## [What to do]
Reproduce every line of the material below word for word, leaving out the pictures.

[Image annotation data]
────────────────────────────────────────

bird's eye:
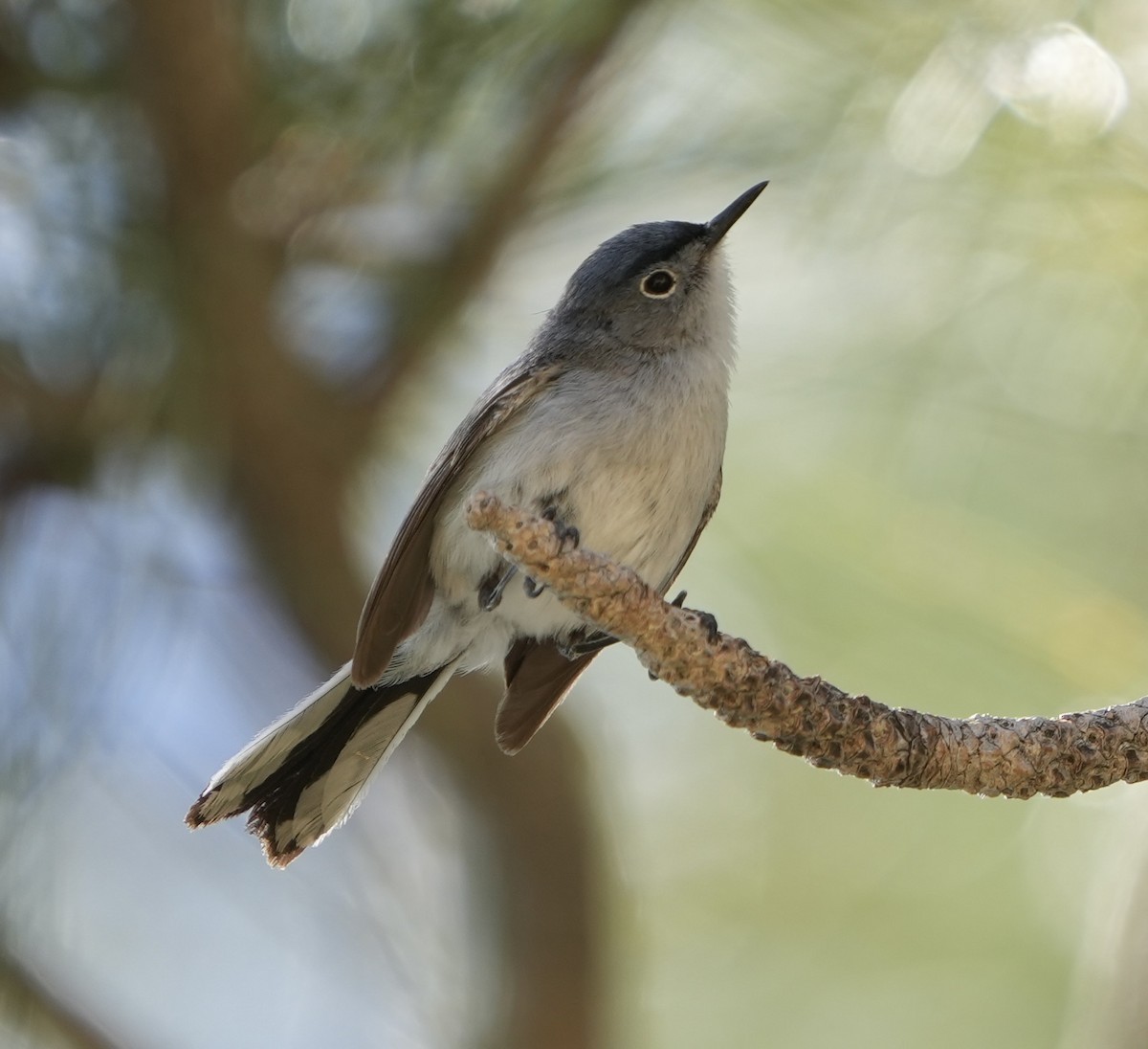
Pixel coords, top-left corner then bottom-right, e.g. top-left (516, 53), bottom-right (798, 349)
top-left (642, 270), bottom-right (677, 299)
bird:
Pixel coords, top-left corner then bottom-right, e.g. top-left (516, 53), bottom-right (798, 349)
top-left (186, 182), bottom-right (767, 867)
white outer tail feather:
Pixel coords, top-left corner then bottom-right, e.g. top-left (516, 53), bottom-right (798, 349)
top-left (188, 660), bottom-right (458, 866)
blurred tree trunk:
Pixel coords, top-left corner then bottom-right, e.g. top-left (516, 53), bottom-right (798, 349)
top-left (121, 0), bottom-right (633, 1049)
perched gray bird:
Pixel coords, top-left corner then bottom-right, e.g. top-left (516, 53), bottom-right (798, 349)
top-left (188, 183), bottom-right (765, 866)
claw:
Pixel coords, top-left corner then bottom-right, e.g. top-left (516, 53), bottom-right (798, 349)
top-left (478, 564), bottom-right (518, 613)
top-left (541, 506), bottom-right (582, 554)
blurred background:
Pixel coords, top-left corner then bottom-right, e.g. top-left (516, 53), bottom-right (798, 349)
top-left (0, 0), bottom-right (1148, 1049)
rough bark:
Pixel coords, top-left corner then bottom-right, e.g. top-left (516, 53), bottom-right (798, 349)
top-left (467, 493), bottom-right (1148, 798)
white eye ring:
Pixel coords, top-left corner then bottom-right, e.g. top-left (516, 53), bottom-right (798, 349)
top-left (638, 268), bottom-right (677, 299)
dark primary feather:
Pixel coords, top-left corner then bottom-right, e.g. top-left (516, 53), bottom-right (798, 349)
top-left (351, 365), bottom-right (562, 688)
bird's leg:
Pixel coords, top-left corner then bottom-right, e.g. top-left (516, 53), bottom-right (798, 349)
top-left (541, 506), bottom-right (582, 554)
top-left (522, 505), bottom-right (582, 597)
top-left (478, 564), bottom-right (518, 613)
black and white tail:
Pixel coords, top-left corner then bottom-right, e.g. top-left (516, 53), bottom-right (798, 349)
top-left (188, 663), bottom-right (455, 867)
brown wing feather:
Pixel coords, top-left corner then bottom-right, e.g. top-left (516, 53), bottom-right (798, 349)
top-left (495, 469), bottom-right (721, 753)
top-left (495, 637), bottom-right (598, 753)
top-left (351, 365), bottom-right (561, 688)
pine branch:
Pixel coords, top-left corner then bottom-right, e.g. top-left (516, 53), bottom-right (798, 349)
top-left (467, 493), bottom-right (1148, 798)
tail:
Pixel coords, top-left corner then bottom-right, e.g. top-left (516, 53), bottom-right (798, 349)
top-left (188, 663), bottom-right (457, 867)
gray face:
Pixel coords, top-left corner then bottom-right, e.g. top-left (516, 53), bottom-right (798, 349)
top-left (553, 222), bottom-right (728, 353)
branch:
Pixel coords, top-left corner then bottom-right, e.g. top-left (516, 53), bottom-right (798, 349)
top-left (467, 493), bottom-right (1148, 798)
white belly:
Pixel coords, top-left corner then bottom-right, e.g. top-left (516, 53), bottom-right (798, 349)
top-left (388, 351), bottom-right (727, 677)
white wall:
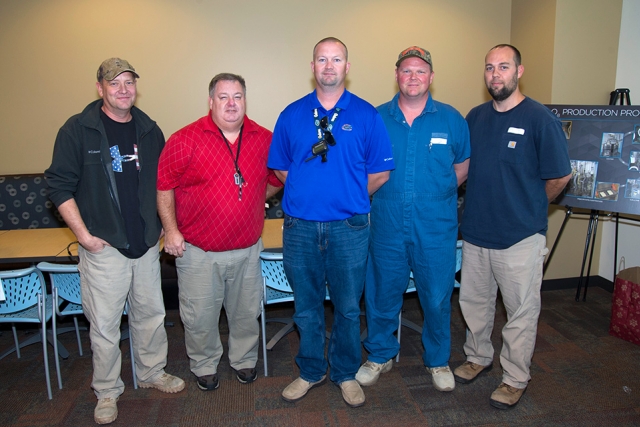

────────────────────────────────────────

## [Exercise output]
bird's eye:
Pixel coords, top-left corner then bottom-right, e.g. top-left (516, 53), bottom-right (798, 349)
top-left (642, 270), bottom-right (677, 299)
bird:
Pixel coords, top-left corner then bottom-right, e.g. top-left (516, 53), bottom-right (798, 349)
top-left (186, 182), bottom-right (767, 867)
white outer tail feather:
Pixel coords, top-left corner then bottom-right, e.g. top-left (516, 53), bottom-right (798, 349)
top-left (188, 660), bottom-right (458, 866)
blurred tree trunk:
Pixel coords, top-left corner then bottom-right, e.g. top-left (516, 53), bottom-right (798, 349)
top-left (121, 0), bottom-right (633, 1049)
perched gray bird:
Pixel coords, top-left corner then bottom-right, e.g. top-left (516, 53), bottom-right (798, 349)
top-left (188, 183), bottom-right (765, 866)
claw:
Pixel coords, top-left corner then bottom-right, e.g. top-left (516, 53), bottom-right (798, 349)
top-left (478, 564), bottom-right (518, 613)
top-left (541, 506), bottom-right (582, 554)
blurred background:
Pixel coords, top-left corner then bottom-right, e.g. top-left (516, 53), bottom-right (798, 349)
top-left (0, 0), bottom-right (1148, 1049)
rough bark:
Pixel coords, top-left corner then bottom-right, e.g. top-left (516, 53), bottom-right (798, 349)
top-left (467, 493), bottom-right (1148, 798)
white eye ring:
Pixel coords, top-left corner then bottom-right, e.g. top-left (516, 53), bottom-right (798, 349)
top-left (638, 268), bottom-right (677, 299)
dark primary feather:
Pixel coords, top-left corner then bottom-right, e.g. top-left (516, 53), bottom-right (798, 349)
top-left (351, 365), bottom-right (562, 688)
bird's leg:
Pixel coords, top-left corner then bottom-right, e.g. top-left (516, 53), bottom-right (798, 349)
top-left (541, 506), bottom-right (582, 554)
top-left (522, 505), bottom-right (582, 597)
top-left (478, 564), bottom-right (518, 613)
black and white tail:
Pixel coords, top-left corner then bottom-right, e.g. top-left (516, 53), bottom-right (798, 349)
top-left (188, 663), bottom-right (455, 867)
brown wing feather:
Pixel coords, top-left corner then bottom-right, e.g. top-left (516, 53), bottom-right (798, 349)
top-left (495, 469), bottom-right (721, 753)
top-left (495, 637), bottom-right (598, 753)
top-left (351, 365), bottom-right (561, 688)
pine branch:
Pixel coords, top-left corner then bottom-right, e.g. top-left (516, 53), bottom-right (798, 349)
top-left (467, 493), bottom-right (1148, 798)
tail:
Pixel coords, top-left corner then bottom-right, e.g. top-left (516, 53), bottom-right (798, 349)
top-left (188, 663), bottom-right (457, 867)
gray face:
Pixel coords, top-left corner then bottom-right, e.g. top-left (516, 53), bottom-right (798, 349)
top-left (553, 222), bottom-right (728, 353)
branch:
Pixel coords, top-left corner then bottom-right, e.g. top-left (516, 53), bottom-right (798, 349)
top-left (467, 493), bottom-right (1148, 798)
white belly:
Pixel coords, top-left corner then bottom-right, e.g. top-left (516, 53), bottom-right (798, 349)
top-left (388, 351), bottom-right (727, 677)
white wall:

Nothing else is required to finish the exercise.